> **What you should do**: Examine each line of the data. Copy the line if it includes the word "query".

↓↓↓

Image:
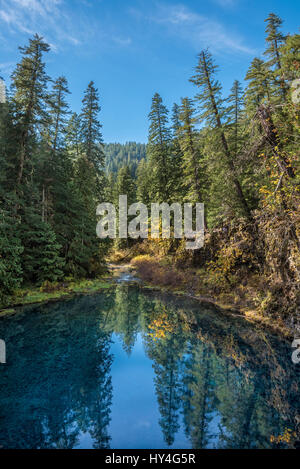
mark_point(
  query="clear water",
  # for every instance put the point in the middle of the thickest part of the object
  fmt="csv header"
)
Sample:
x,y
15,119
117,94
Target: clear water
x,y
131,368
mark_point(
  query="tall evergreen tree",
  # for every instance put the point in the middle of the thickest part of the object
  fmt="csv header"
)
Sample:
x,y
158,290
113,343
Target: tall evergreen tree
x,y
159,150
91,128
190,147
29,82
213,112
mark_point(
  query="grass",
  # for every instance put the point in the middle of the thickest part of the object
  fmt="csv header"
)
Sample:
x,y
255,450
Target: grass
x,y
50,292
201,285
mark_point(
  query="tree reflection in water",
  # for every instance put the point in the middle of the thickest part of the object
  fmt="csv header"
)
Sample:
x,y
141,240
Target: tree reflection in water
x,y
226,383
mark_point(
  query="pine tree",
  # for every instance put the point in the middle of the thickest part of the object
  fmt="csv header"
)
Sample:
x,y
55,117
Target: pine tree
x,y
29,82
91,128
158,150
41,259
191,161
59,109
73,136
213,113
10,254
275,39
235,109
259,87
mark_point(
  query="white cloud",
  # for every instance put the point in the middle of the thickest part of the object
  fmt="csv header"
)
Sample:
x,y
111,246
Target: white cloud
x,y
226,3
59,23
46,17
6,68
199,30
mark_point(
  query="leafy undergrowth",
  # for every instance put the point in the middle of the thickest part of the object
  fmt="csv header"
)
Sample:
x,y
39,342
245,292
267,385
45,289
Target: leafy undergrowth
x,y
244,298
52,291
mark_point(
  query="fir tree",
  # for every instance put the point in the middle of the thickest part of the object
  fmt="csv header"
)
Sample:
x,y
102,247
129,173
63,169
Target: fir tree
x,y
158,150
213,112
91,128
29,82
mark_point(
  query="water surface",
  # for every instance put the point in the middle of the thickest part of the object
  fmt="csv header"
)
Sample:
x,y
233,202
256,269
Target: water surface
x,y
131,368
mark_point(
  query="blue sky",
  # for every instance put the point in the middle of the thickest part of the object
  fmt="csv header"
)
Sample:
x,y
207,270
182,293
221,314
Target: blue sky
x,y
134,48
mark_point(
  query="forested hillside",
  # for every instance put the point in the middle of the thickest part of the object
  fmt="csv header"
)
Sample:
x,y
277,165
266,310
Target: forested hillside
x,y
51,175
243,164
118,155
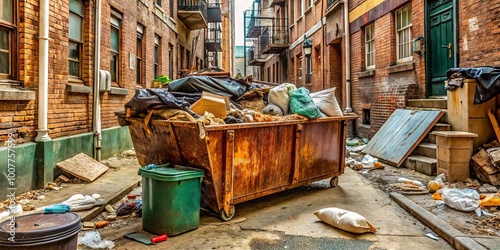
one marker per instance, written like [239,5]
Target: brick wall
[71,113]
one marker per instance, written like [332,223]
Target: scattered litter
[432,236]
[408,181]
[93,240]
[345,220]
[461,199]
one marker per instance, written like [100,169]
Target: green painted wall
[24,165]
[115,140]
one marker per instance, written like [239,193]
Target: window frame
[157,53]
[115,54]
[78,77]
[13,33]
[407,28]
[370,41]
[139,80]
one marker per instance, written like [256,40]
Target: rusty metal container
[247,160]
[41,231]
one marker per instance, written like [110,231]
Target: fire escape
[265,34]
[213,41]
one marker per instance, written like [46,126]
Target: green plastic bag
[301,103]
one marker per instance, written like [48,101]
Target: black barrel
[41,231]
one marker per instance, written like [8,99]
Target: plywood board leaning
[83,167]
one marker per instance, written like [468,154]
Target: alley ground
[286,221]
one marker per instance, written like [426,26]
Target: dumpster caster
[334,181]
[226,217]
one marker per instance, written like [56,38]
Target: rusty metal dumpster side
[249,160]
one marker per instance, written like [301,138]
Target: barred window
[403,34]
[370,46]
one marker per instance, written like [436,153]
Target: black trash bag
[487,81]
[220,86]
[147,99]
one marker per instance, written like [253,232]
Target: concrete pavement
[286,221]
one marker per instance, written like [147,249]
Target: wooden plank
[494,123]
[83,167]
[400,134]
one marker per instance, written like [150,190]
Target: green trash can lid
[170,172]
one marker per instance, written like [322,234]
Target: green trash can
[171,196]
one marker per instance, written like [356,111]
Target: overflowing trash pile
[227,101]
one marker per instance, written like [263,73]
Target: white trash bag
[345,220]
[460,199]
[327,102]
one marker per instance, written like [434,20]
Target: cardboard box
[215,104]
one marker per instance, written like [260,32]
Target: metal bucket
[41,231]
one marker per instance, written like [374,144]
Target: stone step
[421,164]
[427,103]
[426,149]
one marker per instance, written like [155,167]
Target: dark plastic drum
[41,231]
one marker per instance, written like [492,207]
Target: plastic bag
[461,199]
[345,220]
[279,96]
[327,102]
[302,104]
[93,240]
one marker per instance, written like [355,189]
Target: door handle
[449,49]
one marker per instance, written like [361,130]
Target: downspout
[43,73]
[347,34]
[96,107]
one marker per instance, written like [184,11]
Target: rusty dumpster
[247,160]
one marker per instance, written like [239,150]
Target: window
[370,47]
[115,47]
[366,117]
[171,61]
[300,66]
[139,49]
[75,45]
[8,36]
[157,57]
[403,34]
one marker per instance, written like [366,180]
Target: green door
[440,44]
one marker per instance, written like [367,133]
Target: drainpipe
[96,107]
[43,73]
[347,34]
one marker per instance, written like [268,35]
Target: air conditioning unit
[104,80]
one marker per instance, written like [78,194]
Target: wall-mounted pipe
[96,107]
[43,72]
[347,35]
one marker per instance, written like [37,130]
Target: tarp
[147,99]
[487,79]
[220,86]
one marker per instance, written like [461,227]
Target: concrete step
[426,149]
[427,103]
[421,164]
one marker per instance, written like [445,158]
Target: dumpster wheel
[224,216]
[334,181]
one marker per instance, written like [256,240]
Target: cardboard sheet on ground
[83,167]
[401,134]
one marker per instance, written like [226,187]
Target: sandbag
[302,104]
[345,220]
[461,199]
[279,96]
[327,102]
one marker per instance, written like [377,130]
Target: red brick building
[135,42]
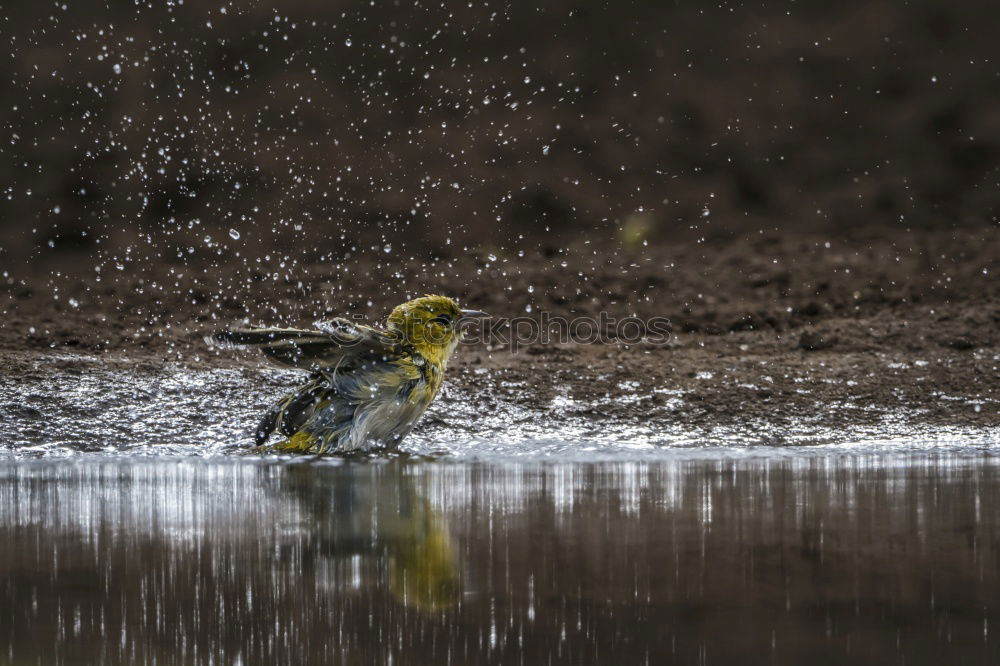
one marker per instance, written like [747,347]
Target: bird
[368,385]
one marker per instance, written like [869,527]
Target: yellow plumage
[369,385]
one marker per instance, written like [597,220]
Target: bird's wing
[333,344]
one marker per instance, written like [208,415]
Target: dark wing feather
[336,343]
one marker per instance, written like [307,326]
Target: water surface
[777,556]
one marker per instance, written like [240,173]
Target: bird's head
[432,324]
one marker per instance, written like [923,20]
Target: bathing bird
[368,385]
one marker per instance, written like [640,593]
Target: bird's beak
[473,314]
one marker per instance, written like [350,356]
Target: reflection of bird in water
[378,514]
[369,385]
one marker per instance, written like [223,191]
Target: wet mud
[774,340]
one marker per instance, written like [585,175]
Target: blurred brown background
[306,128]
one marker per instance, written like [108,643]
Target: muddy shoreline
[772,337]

↑↑↑
↓↓↓

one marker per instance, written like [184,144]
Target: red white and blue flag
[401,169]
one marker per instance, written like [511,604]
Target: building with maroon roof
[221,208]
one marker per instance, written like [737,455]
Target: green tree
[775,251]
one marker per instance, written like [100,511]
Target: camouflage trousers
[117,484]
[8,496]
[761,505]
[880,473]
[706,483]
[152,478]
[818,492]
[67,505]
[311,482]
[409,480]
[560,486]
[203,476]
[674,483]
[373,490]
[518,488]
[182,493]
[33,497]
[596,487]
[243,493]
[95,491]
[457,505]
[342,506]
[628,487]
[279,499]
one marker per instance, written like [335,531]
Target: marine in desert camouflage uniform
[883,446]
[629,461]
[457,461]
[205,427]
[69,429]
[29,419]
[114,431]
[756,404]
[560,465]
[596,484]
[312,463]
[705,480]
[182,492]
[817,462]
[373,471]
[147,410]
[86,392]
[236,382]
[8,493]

↑↑↑

> **Answer to this problem**:
  query="clear water",
  query="tall evergreen tree",
  query="grass",
  query="tree reflection in water",
  query="pine tree",
  query="white cloud",
  query="leafy undergrowth",
  query="fir tree",
  query="water surface",
  query="blue sky",
  query="forested hillside",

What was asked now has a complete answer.